Texto mostrado
---

En ningún momento debemos olvidar hacia dónde nos
encaminamos y el valor verdadero de las cosas que tanto nos preocupan. Nuestra
meta es el Cielo; para estar con Cristo, con alma y cuerpo, nos creó Dios. Por
eso, aquí en la tierra «la última palabra solo podrá ser una sonrisa... un
cántico jovial»20,
porque más allá nos espera el Señor con la mano extendida y el gesto acogedor.
III.
Aunque sea grande la diferencia entre el cuerpo terreno y el transfigurado, hay
entre ellos una estrechísima relación. Es dogma de fe que el cuerpo resucitado
es específica y numéricamente idéntico al cuerpo terreno21.

---

Datos proporcionados
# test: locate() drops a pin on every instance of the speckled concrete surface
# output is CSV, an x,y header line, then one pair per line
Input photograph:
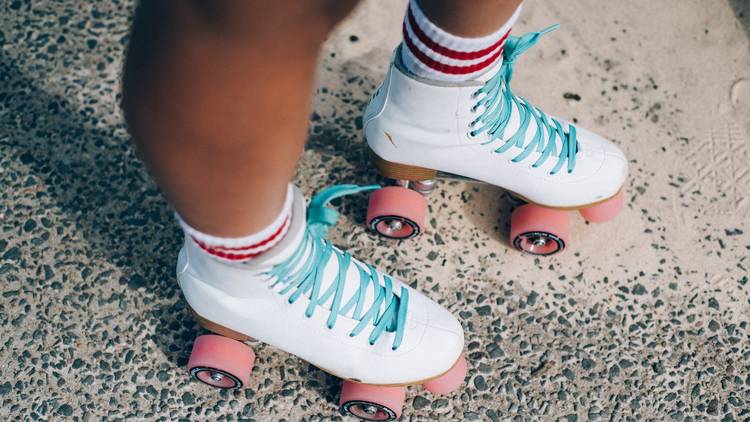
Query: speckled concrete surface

---

Qué hacer
1 – Por favor, copia del texto mostrado todo lo que va desde "En ningún momento" hasta "al cuerpo terreno21.", y sustituye "Cielo" por "Paraíso".
2 – Según el texto mostrado, ¿cuál es nuestra meta?
Las líneas no guardan ninguna relación con el texto mostrado.

Respuestas por tarea
1 –
En ningún momento debemos olvidar hacia dónde nos
encaminamos y el valor verdadero de las cosas que tanto nos preocupan. Nuestra
meta es el Paraíso; para estar con Cristo, con alma y cuerpo, nos creó Dios. Por
eso, aquí en la tierra «la última palabra solo podrá ser una sonrisa... un
cántico jovial»20,
porque más allá nos espera el Señor con la mano extendida y el gesto acogedor.
III.
Aunque sea grande la diferencia entre el cuerpo terreno y el transfigurado, hay
entre ellos una estrechísima relación. Es dogma de fe que el cuerpo resucitado
es específica y numéricamente idéntico al cuerpo terreno21.

2 – Nuestra meta es el Cielo.